Excerpt>
^^^^^^^^^^^^^^^^
THE RESULTS OF THE 2020 PRESIDENTIAL ELECTION COULD HAVE BEEN MUCH WORSE
…Rutherford B. Hayes, the 19th
President of the United States
Rutherford B. Hayes election took over 4 months to be finally
decided
If you think the latest presidential election was an ugly political test and was a close contest, it is nothing like the 1876 election of Rutherford B. Hayes. To put it all in one sentence. Rutherford Hayes won by one electoral vote. Yes, just one vote.
The following is a condensed version of that particular race that was seriously full of fraud and voter intimidation.
Around 12 midnight in New York City on Election Day in 1876, the former Union General, Daniel Sickles stopped by the Republican national headquarters at the Fifth Avenue Hotel. The place was nearly deserted. GOP presidential candidate Rutherford B. Hayes was losing so badly that the party chairman had gone to bed with his bottle of whiskey.
Sickles noticed something about the early returns, which gave Democratic New York Gov. Samuel Tilden a large lead. But, in four states, the results were in dispute.
Sickles sent telegrams under the name of the sleeping party chairman to the Republican leaders in the four contested states urging them to safeguard votes for Hayes. “With your state sure for Hayes, he is elected. Hold your state.”
^^^^^^^^^^^^^^^^
Listed entries>
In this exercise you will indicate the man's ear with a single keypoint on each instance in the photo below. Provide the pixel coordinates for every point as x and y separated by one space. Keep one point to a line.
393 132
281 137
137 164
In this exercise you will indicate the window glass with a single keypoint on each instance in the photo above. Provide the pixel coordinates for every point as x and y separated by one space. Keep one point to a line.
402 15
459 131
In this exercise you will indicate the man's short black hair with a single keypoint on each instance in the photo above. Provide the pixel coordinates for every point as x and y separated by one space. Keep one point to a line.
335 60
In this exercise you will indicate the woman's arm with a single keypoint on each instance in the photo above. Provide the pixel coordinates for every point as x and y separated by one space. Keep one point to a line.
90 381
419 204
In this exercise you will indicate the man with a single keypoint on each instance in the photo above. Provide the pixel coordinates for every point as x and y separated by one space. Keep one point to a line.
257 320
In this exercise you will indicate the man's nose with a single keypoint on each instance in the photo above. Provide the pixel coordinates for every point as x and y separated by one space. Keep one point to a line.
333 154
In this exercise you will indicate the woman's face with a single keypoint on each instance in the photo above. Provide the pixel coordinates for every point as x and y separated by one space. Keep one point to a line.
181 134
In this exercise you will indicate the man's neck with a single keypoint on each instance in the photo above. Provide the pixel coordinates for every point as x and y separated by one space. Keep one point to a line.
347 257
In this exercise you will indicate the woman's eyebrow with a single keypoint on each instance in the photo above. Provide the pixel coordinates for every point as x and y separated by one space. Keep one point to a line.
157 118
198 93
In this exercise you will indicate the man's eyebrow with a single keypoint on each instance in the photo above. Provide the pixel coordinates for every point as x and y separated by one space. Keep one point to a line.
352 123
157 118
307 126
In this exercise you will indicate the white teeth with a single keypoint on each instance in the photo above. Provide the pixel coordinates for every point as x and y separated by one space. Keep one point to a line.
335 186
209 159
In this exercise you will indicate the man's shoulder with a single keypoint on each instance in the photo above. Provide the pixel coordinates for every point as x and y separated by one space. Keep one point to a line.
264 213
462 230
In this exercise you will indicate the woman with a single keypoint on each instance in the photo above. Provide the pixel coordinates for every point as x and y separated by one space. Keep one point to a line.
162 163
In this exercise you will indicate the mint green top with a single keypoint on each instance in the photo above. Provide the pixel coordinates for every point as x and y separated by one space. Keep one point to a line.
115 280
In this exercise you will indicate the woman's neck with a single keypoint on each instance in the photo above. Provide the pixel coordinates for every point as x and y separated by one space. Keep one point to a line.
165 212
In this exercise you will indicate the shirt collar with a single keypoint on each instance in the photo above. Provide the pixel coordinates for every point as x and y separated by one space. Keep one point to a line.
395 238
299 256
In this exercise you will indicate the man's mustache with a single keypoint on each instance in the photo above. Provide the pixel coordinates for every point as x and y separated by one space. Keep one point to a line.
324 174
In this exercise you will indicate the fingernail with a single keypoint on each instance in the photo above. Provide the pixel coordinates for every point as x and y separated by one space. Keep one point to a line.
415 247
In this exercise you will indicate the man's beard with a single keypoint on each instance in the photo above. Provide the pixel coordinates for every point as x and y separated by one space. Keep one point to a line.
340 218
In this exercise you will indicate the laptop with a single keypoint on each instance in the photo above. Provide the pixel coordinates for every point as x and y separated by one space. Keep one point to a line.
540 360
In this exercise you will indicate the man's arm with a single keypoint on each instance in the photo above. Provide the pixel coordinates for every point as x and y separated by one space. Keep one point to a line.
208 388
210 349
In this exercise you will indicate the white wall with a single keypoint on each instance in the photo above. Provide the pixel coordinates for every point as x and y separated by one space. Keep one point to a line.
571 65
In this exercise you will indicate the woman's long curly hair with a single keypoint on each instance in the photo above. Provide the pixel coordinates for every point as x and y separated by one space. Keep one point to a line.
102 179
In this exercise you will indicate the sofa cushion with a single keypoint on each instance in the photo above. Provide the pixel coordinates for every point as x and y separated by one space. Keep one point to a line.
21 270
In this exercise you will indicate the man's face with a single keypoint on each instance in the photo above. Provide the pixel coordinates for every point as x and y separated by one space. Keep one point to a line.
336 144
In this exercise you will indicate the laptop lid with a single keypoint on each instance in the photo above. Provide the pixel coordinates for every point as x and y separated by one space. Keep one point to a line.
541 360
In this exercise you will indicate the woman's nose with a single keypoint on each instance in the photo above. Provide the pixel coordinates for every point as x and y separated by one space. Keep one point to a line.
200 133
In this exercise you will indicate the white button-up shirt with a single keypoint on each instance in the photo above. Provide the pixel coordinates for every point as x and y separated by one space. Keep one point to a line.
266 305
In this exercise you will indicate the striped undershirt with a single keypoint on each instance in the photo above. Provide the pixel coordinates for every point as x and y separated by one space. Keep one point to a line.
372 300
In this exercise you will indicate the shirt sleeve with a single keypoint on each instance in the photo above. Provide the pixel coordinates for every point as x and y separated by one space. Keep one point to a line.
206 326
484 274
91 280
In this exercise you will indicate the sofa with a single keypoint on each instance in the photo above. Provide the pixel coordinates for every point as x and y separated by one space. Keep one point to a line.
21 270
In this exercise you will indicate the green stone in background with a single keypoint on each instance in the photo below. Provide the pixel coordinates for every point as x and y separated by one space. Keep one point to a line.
^^^^^^^^^^^^^^^^
Tasks and exercises>
A – In the article on the 1876 election, by how many electoral votes did Rutherford B. Hayes win?
B – List every person named in the article on the 1876 election.
The records have no role here.

Answers to each task>
A – One electoral vote.

B – Rutherford B. Hayes, Daniel Sickles, Samuel Tilden